| TASK INPUTS |
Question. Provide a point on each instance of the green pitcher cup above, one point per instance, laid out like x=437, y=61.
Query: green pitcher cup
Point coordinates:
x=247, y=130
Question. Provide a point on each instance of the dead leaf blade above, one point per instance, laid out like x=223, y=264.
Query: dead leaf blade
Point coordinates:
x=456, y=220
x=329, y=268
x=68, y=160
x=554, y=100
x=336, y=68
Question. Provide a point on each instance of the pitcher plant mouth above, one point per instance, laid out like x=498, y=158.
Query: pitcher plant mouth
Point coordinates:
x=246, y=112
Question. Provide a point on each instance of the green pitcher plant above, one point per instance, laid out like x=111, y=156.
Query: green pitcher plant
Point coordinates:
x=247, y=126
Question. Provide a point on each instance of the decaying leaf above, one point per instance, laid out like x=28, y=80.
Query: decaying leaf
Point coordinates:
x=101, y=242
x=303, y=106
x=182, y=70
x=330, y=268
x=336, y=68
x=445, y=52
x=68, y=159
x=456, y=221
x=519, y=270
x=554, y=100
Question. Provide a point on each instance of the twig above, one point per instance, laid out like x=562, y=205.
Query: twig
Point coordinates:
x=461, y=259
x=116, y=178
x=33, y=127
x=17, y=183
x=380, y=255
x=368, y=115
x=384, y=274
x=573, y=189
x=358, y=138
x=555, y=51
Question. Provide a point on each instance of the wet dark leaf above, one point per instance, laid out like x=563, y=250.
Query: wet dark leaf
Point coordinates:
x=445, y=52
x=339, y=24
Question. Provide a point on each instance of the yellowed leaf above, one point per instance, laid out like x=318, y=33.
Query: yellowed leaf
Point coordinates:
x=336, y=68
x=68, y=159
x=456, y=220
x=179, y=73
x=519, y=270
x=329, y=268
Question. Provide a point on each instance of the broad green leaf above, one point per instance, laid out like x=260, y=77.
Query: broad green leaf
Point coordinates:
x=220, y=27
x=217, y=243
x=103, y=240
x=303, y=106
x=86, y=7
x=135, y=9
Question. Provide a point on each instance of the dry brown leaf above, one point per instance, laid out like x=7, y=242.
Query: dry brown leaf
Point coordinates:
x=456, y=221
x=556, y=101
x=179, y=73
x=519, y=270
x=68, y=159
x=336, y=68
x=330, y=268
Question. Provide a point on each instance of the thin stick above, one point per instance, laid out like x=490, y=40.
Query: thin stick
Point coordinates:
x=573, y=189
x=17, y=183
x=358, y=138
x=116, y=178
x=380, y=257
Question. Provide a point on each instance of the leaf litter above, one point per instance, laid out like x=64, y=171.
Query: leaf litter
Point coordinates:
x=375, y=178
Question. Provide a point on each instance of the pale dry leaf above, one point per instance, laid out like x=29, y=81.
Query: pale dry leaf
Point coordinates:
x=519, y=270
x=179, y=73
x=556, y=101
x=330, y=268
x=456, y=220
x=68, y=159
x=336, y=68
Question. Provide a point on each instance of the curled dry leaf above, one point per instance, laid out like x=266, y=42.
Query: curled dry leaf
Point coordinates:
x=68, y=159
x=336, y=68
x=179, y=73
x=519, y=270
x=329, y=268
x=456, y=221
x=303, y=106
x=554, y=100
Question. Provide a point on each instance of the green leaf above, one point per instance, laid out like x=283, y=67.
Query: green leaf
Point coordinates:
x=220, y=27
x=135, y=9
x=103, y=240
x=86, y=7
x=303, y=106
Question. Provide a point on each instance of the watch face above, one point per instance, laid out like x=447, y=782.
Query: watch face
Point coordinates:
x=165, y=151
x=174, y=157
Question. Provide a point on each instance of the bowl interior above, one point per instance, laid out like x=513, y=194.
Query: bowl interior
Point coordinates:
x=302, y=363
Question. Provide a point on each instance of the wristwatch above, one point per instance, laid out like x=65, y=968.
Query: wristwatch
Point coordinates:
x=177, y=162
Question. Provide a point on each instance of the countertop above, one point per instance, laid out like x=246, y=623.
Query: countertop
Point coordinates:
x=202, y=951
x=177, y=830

| TASK DESCRIPTION |
Rewrite all of the lines above as a numbered list, omitting any blank lines.

| RESPONSE BELOW |
1. Question. Provide a point on each instance of the green pitcher cup above, one point per instance, laid out like x=437, y=61.
2. Query: green pitcher cup
3. Point coordinates:
4. x=247, y=130
5. Question. Provide a point on each instance of the dead leaf blade above, one point per instance, laid out like x=223, y=264.
6. Query: dead leaf blade
7. Point coordinates:
8. x=456, y=220
9. x=329, y=268
10. x=68, y=160
11. x=554, y=100
12. x=336, y=68
13. Question. Provide a point on each instance of the pitcher plant mouth above, one point per instance, laid out like x=498, y=158.
14. Query: pitcher plant mouth
15. Point coordinates:
16. x=246, y=112
17. Question. Provide a point on each instance of the green pitcher plant above, one point per instance, laid out like x=111, y=156.
18. Query: green pitcher plant
19. Point coordinates:
20. x=247, y=126
21. Question. Provide a point on each instance of the decaying leaf above, one point per instance, laid out like x=28, y=80.
22. Query: decaying leaf
23. Point coordinates:
24. x=101, y=242
25. x=303, y=106
26. x=182, y=70
27. x=330, y=268
28. x=336, y=68
29. x=445, y=52
30. x=68, y=159
31. x=456, y=221
32. x=519, y=270
33. x=554, y=100
34. Question. Provide a point on each instance of the twig above, one point per instance, laid out like x=562, y=205.
35. Query: twig
36. Point coordinates:
37. x=461, y=259
38. x=116, y=178
39. x=33, y=127
40. x=17, y=183
41. x=380, y=255
42. x=368, y=115
43. x=384, y=274
44. x=573, y=189
45. x=358, y=138
46. x=555, y=51
47. Question. Provide a point on each instance of the wet dark leaf above, one point per instance, laid out like x=563, y=250.
48. Query: wet dark leaf
49. Point coordinates:
50. x=445, y=52
51. x=339, y=24
52. Question. Provide a point on each instance of the yellowed leaf above, one point per instance, laid out like x=318, y=33.
53. Query: yellowed leaf
54. Point coordinates:
55. x=336, y=68
56. x=68, y=159
57. x=456, y=220
58. x=179, y=73
59. x=519, y=270
60. x=329, y=268
61. Question. Provide a point on each instance of the broad green leaf above, one point per instance, laid out like x=260, y=77.
62. Query: broad green leaf
63. Point coordinates:
64. x=220, y=27
65. x=217, y=243
66. x=103, y=240
67. x=303, y=106
68. x=86, y=7
69. x=135, y=9
70. Question. Provide a point on each instance of the dry brown leaf above, one point per instance, laid out like x=7, y=242.
71. Query: dry brown leaf
72. Point coordinates:
73. x=456, y=221
74. x=556, y=101
75. x=179, y=73
76. x=519, y=270
77. x=68, y=159
78. x=336, y=68
79. x=330, y=268
80. Question. Provide a point on each instance of the thin stick above, one point per instance, laid out like x=490, y=40.
81. Query: thin stick
82. Point coordinates:
83. x=573, y=189
84. x=17, y=183
85. x=358, y=138
86. x=116, y=178
87. x=380, y=257
88. Question. Provide a point on each instance of the leaf litter above, one point per instance, laid out like x=64, y=171.
89. Query: leaf litter
90. Point coordinates:
91. x=375, y=178
92. Question. Provide a point on each instance of the pale dry leaf above, one point per instance, laid out like x=29, y=81.
93. Query: pale dry leaf
94. Point coordinates:
95. x=519, y=270
96. x=179, y=73
97. x=556, y=101
98. x=330, y=268
99. x=456, y=220
100. x=68, y=159
101. x=336, y=68
102. Question. Provide a point on each instance of the curled dry leaf above, one point per instance, laid out like x=266, y=42.
103. Query: curled dry leaf
104. Point coordinates:
105. x=68, y=159
106. x=336, y=68
107. x=179, y=73
108. x=519, y=270
109. x=329, y=268
110. x=456, y=221
111. x=303, y=106
112. x=554, y=100
113. Question. Provide a point on each instance of the green leaf above, one point per instance, laid out like x=283, y=67.
114. Query: green leaf
115. Point coordinates:
116. x=220, y=27
117. x=135, y=9
118. x=103, y=240
119. x=86, y=7
120. x=303, y=106
121. Question. Provide a point on each instance of the watch face above, one point per instance, laid out like x=447, y=782.
122. Query: watch face
123. Point coordinates:
124. x=165, y=151
125. x=174, y=157
126. Question. Provide a point on each instance of the bowl interior above, one point per instance, laid out like x=513, y=194.
127. Query: bowl interior
128. Point coordinates:
129. x=302, y=363
130. Question. Provide a point on each instance of the wristwatch above, one point per instance, laid out like x=65, y=968.
131. Query: wristwatch
132. Point coordinates:
133. x=177, y=162
134. Question. Provide a point on each instance of the countertop above, one point per instance, laid out like x=246, y=623.
135. Query: countertop
136. Point coordinates:
137. x=202, y=951
138. x=177, y=830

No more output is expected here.